[BEGIN Records supplied]
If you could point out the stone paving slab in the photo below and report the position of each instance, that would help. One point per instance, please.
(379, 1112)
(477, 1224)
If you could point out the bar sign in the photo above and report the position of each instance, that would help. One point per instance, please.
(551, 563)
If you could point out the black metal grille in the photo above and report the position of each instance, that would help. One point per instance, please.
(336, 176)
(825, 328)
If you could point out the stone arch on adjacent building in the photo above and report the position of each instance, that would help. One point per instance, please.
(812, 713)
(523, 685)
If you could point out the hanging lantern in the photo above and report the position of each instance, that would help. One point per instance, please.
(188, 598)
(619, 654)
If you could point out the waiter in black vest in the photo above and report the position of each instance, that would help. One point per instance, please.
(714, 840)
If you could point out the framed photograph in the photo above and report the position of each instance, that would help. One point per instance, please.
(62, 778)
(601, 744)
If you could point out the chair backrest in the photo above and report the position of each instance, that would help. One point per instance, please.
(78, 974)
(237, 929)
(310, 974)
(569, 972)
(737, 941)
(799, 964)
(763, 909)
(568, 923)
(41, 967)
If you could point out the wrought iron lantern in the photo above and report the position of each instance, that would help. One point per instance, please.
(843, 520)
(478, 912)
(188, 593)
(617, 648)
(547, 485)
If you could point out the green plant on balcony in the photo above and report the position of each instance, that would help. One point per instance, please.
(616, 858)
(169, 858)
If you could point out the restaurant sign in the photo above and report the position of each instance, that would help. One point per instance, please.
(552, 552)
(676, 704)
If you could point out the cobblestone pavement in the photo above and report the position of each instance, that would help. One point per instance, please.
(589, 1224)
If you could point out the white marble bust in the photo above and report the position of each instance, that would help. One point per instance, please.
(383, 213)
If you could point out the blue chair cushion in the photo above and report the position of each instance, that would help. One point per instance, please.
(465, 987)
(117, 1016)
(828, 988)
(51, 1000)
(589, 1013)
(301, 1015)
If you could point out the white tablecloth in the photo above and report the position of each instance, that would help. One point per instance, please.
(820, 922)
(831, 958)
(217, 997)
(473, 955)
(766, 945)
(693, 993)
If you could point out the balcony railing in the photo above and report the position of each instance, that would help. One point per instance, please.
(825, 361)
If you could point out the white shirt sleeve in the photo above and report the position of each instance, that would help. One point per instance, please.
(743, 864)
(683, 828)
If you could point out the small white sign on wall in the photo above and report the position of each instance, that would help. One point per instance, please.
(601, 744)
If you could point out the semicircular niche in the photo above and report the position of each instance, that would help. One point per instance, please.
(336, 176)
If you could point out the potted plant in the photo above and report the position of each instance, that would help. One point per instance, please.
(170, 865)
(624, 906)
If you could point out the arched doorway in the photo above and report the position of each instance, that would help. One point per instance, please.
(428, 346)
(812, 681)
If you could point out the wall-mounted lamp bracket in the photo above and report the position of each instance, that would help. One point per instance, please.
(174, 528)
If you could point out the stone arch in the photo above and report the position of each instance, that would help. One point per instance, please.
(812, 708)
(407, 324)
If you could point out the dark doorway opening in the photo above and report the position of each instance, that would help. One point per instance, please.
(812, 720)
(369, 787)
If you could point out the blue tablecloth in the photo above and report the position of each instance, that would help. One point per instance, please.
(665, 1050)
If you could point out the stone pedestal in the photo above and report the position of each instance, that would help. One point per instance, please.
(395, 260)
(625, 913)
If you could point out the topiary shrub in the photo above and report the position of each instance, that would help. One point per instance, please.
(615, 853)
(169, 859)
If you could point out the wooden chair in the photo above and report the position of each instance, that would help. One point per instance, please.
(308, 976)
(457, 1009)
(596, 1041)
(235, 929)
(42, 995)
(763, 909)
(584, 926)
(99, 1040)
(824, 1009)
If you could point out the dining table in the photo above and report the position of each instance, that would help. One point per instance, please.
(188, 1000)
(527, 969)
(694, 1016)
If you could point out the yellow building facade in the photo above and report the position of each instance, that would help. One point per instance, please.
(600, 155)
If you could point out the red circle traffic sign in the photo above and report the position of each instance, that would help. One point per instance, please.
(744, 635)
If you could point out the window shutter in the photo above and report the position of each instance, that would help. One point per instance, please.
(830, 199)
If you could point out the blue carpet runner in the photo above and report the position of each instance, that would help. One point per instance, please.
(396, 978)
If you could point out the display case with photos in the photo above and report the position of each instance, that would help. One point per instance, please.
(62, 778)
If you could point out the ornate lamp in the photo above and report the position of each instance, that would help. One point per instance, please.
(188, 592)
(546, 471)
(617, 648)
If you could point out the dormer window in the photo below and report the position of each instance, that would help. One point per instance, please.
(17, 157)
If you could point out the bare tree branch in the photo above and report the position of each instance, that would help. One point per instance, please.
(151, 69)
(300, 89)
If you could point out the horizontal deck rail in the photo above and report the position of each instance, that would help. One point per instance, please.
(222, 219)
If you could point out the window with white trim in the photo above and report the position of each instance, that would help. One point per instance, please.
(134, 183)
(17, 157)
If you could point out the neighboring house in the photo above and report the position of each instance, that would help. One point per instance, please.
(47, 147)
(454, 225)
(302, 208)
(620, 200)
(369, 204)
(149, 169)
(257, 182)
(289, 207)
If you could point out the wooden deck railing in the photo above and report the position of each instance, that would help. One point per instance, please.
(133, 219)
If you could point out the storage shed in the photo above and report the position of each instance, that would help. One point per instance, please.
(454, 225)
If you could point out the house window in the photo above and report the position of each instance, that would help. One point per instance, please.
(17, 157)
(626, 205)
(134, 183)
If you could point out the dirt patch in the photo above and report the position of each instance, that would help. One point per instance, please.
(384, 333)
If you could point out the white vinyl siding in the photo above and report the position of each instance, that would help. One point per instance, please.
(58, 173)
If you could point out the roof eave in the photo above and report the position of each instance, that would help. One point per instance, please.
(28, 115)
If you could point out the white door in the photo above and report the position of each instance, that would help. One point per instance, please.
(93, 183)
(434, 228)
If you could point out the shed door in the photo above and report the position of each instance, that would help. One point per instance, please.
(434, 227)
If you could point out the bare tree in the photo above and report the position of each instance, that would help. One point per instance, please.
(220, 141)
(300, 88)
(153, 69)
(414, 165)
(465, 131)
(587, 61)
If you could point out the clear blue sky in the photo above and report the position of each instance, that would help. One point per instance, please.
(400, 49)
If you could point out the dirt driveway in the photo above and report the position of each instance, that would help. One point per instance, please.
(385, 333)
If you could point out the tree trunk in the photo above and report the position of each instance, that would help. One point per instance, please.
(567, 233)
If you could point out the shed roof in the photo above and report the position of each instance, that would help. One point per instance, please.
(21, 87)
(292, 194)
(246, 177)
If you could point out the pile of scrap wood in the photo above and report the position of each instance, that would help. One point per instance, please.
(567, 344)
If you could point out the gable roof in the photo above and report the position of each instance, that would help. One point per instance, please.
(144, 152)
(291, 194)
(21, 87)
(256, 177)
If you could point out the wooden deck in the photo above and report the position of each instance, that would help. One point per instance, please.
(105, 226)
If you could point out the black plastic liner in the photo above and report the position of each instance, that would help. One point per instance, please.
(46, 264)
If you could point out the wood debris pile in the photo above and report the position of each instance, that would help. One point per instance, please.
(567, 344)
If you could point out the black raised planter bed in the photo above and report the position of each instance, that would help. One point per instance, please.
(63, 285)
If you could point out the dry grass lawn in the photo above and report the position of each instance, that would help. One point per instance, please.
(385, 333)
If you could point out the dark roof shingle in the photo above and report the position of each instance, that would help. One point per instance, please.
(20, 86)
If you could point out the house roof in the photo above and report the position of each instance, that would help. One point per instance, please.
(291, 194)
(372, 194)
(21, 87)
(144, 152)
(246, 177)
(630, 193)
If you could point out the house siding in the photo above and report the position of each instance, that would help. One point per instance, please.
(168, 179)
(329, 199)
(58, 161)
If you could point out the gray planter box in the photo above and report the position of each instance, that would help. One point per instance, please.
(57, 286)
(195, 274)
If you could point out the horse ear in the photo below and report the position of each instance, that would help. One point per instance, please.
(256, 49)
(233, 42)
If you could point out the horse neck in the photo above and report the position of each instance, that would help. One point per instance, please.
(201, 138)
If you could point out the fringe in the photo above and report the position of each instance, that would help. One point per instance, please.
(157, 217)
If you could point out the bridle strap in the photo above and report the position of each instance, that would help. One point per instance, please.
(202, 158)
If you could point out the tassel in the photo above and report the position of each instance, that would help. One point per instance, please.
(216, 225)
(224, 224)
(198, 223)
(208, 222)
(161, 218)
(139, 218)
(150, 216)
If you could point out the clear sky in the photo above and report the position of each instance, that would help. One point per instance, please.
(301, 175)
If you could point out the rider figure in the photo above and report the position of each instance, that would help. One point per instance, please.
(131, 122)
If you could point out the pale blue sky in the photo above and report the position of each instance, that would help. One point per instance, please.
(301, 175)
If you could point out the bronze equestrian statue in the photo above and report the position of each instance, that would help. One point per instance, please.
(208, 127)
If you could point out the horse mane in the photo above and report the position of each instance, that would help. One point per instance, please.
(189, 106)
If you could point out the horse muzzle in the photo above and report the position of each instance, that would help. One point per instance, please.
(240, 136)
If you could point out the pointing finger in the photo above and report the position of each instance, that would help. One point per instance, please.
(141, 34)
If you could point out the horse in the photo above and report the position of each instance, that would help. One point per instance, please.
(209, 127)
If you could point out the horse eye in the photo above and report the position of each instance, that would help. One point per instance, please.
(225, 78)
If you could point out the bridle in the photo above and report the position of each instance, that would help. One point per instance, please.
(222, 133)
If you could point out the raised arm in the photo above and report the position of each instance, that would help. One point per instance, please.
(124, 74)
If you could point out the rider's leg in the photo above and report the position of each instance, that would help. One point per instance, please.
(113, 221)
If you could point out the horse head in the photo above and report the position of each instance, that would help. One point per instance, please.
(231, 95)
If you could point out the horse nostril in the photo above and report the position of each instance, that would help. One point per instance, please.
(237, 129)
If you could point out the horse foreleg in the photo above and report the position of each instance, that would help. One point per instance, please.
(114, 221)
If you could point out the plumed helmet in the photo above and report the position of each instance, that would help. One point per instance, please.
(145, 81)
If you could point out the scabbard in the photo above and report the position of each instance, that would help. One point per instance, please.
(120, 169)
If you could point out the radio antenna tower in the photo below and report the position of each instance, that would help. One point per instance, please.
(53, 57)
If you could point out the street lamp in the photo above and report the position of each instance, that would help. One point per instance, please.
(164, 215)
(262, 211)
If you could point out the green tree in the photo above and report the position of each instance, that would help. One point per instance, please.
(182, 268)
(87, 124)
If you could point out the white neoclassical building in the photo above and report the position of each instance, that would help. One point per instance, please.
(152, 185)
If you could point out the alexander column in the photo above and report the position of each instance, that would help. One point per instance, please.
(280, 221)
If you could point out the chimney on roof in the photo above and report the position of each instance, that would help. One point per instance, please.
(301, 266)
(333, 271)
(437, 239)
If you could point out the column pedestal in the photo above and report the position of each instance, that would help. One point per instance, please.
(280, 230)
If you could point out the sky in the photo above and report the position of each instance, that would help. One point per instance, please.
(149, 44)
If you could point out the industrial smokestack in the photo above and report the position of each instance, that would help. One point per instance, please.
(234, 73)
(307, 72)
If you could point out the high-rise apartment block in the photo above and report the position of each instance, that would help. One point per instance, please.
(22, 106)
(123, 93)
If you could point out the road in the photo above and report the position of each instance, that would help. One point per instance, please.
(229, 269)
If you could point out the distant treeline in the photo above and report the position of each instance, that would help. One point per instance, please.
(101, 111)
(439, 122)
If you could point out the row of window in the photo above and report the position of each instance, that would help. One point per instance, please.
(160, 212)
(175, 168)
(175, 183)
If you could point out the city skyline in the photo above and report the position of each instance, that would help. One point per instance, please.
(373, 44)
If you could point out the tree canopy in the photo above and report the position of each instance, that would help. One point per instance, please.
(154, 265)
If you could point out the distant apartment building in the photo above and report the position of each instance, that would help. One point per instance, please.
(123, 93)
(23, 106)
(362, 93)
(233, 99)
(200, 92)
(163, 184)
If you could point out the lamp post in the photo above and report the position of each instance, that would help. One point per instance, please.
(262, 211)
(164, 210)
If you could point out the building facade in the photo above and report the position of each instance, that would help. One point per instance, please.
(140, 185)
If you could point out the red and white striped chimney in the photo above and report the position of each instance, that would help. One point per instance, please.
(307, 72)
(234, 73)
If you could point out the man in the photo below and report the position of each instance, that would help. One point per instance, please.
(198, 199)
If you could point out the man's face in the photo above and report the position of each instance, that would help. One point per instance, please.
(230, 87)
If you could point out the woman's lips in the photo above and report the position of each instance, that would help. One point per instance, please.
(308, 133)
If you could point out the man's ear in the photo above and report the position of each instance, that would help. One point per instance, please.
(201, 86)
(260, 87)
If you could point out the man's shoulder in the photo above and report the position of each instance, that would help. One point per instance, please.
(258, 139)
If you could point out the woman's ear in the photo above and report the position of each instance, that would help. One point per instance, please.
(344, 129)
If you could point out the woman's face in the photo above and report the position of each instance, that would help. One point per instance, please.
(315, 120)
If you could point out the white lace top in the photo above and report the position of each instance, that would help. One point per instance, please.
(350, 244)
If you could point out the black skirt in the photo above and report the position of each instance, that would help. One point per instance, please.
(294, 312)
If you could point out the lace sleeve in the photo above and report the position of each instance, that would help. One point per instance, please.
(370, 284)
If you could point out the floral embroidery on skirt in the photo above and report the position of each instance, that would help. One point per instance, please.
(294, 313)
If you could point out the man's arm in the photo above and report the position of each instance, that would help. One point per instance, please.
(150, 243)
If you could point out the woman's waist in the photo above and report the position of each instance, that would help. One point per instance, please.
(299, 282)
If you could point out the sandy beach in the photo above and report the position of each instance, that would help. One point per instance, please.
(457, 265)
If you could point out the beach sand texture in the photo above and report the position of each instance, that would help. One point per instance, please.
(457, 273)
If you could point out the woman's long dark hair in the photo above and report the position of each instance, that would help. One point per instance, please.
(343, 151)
[END Records supplied]
- _Prompt_
Repeat the line containing "If you could point out the woman's waist" and all subsequent lines through the final line of the data, exactly and with no others.

- _Reply_
If you could point out the woman's waist in the photo above and report the position of each instance, that would help. One point per instance, please.
(299, 282)
If you could point out the sandy beach in the photo above and report the position of each instance, that would help. One point per instance, please.
(457, 265)
If you could point out the beach sand texture in the photo above and report the position of each instance, that would help. One point per instance, please.
(457, 273)
If you could point out the woman's long dark hair in the photo above and report the position of each instance, that would help. One point per instance, please.
(343, 151)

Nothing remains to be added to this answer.